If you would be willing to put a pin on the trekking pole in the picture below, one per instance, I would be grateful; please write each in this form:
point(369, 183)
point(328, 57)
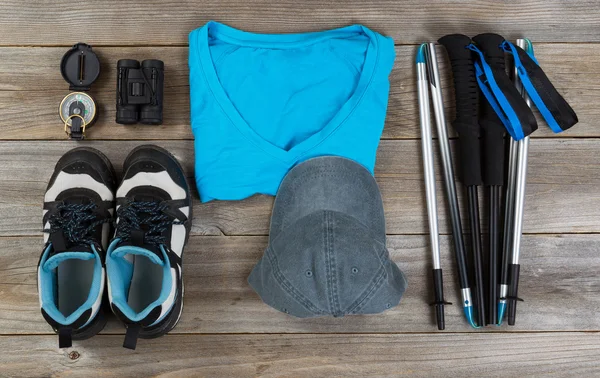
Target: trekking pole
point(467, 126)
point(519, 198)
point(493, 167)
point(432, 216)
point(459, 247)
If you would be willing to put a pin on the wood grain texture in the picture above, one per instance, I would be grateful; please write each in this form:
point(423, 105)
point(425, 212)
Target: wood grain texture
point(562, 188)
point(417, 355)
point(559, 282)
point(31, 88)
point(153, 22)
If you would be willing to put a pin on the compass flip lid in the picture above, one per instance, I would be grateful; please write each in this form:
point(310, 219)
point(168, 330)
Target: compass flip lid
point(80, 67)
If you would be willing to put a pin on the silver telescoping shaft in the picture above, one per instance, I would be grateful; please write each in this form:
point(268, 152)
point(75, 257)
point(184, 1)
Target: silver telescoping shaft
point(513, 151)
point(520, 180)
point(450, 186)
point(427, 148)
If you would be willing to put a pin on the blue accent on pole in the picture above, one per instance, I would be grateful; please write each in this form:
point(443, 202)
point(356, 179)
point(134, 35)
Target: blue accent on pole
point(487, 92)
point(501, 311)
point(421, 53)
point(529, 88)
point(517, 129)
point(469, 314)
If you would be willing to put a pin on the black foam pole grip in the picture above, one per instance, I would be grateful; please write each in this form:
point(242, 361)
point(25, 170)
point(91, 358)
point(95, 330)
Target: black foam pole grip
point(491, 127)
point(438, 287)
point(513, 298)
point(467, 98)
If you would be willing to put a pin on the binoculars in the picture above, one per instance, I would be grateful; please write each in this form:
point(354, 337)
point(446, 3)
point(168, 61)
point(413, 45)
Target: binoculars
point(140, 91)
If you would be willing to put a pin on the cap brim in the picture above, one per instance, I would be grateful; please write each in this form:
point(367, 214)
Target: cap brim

○ ○ ○

◆ How to complete this task ◆
Each of the lines from the one holding "point(446, 3)" through the final line of the entries is to be set down exactly, and no others.

◆ Expected answer ◆
point(446, 3)
point(168, 61)
point(413, 45)
Target: binoculars
point(140, 91)
If you would be willing to put a pin on the cap brim in the picture above, one per instance, I would be grateful; please write each in this form:
point(367, 214)
Target: cap brim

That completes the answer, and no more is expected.